Exercise aim: What is needed here is each entry reproduced exactly, without its pictures.

Start of Dataset entries

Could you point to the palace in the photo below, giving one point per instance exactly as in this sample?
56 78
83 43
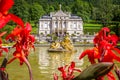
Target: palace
60 23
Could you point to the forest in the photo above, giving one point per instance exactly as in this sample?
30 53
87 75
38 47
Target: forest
105 12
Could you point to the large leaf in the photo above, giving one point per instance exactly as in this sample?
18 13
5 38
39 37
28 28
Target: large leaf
95 71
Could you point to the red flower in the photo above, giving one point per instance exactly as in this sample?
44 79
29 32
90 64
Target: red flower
5 5
68 75
106 51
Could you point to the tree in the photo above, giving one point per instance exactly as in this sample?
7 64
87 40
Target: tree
103 11
36 12
21 9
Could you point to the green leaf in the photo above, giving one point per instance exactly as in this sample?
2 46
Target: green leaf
94 71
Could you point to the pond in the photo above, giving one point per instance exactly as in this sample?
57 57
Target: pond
44 64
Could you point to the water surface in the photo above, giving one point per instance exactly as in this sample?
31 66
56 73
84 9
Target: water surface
44 64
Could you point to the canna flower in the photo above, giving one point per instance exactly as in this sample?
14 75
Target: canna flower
68 75
5 5
24 42
105 44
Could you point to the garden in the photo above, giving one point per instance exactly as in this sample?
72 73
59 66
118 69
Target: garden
102 56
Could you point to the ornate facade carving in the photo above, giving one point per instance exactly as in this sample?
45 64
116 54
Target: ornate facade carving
60 23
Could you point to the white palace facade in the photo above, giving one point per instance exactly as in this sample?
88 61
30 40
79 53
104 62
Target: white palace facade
60 23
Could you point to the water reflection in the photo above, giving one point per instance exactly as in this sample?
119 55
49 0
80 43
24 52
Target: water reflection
50 61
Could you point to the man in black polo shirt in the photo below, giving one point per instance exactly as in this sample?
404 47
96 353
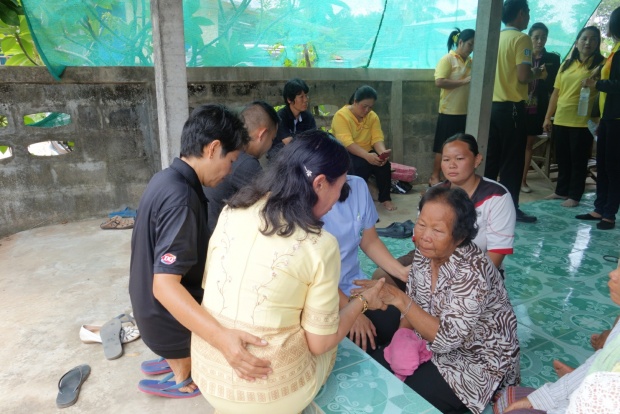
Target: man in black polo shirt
168 253
261 121
294 117
507 133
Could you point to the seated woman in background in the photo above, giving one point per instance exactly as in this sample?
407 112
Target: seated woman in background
495 210
294 116
456 301
352 222
272 270
358 128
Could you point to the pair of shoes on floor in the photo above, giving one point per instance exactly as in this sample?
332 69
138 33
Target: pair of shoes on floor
124 213
601 225
569 202
605 225
587 217
397 230
163 387
554 196
70 384
117 223
525 218
91 334
112 335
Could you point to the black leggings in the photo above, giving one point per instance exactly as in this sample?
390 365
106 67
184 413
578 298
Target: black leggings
429 384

End of Dataset entries

Exercise output:
Could you point to the palace in the photo below, giving one point per instance exactly as in this sample?
56 78
83 43
Target: palace
60 23
Could you point to the forest in the photo above, giving one point per instance exactly as in this sample?
30 53
87 75
38 47
Target: forest
105 12
Could you point to the large leaf in the photo above, giving one point per instance exactly as in this sample?
18 13
5 38
39 37
28 28
Target: large leaf
95 71
Could you point to the red flower in the photo above, giving one point per instance exactly as in this sample?
44 79
29 32
90 64
Target: red flower
5 5
68 75
106 51
Could you point to the tree in the photo above, giving one point per instance exactly as in this sample?
7 64
87 40
Target: tree
103 11
36 12
21 9
Could you point to the green leaf in the photo above, giving one point per instance exactly as in this sample?
2 46
Target: green leaf
94 71
Could you point to the pond in the photo above, giving one point per instance exactly as in this sample?
57 57
Target: pond
44 64
Could you point to the water surface in the photo above, giving one point per instance exactly as in this sample?
31 66
56 73
84 9
Target: water surface
44 64
Could you point to the canna flower in the photo above, giving one point per instance exactly as in this sample?
14 75
Target: canna flower
68 75
5 5
24 42
105 44
Could you point to the garden in the photo above, giving one point per instance exactly as in this sample?
72 73
59 66
118 69
Target: garden
102 56
Could you point to the ornate facade carving in the photo above, giving one point per instance exactly as in this sample?
45 64
116 54
Target: ornate facade carving
60 23
Could you point to the white palace facade in the photo above, giving one point per instance exactly as in this sample?
88 61
30 40
79 53
104 62
Target: white palace facade
60 23
Could you point to the water reflection in the photo above, giving one point per instance exactly as in this sample?
119 55
49 0
80 43
24 52
Target: water reflection
50 61
Could you point to the man in black polo shirt in the photo below, giving one point per instance exactly as in this sample?
404 47
96 353
Target: man in black polo shirt
168 253
261 121
294 117
507 133
Could you point to the seated woman in background in the photo above, giving one point per instance exactly as in this sample?
407 112
Target: seated woman in background
495 210
294 116
456 301
352 222
272 270
358 128
Could you point to the pair of shoes on floor in the photo above, giving one point per instance exactly as in this sample?
332 69
138 33
Target: pair of shoes on floor
124 213
601 225
569 202
605 225
587 217
397 230
163 387
554 196
70 384
117 223
525 218
91 334
112 335
Could you point to the black leggings in the photo above, giving one point per instance exactly as in this sample?
390 365
106 67
184 413
578 298
Target: black leggings
429 384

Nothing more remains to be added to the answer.